[Image-grounded pointing data]
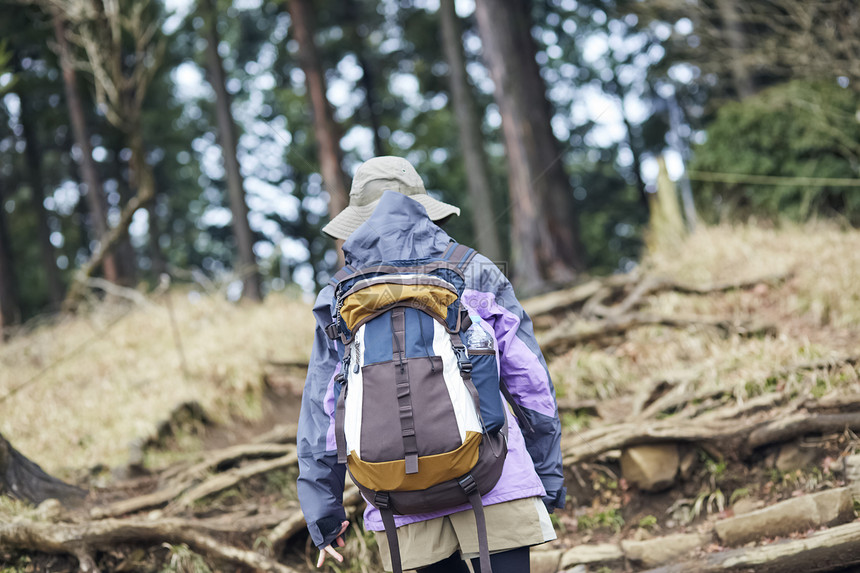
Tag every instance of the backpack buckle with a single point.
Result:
(382, 500)
(468, 484)
(463, 359)
(331, 331)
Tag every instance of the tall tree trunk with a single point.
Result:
(227, 137)
(633, 139)
(159, 265)
(326, 129)
(124, 253)
(9, 311)
(471, 140)
(33, 159)
(89, 173)
(733, 28)
(545, 242)
(368, 76)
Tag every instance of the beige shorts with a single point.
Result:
(512, 524)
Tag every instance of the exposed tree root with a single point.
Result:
(725, 433)
(594, 298)
(829, 550)
(184, 478)
(566, 336)
(232, 477)
(81, 539)
(25, 480)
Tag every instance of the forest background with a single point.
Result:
(221, 134)
(671, 185)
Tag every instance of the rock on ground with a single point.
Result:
(830, 507)
(650, 467)
(653, 552)
(585, 554)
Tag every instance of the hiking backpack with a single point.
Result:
(420, 422)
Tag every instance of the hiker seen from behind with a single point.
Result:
(427, 385)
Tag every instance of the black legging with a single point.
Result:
(513, 561)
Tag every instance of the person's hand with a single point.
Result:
(331, 550)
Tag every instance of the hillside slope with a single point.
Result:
(698, 355)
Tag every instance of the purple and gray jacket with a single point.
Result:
(400, 229)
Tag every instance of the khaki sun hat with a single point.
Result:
(372, 178)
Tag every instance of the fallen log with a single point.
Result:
(740, 436)
(185, 477)
(829, 550)
(230, 478)
(596, 292)
(25, 480)
(81, 539)
(654, 285)
(561, 300)
(566, 336)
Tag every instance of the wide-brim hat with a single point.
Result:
(372, 178)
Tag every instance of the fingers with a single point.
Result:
(330, 550)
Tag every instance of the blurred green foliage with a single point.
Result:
(798, 129)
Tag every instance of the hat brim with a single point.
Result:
(351, 218)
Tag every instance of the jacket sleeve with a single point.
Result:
(523, 370)
(321, 478)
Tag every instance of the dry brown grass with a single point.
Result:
(817, 313)
(127, 378)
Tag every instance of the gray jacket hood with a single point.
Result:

Goal of the exercise: Only the number should be given: the count of lines above that hold the word "jacket".

Answer to this problem: 3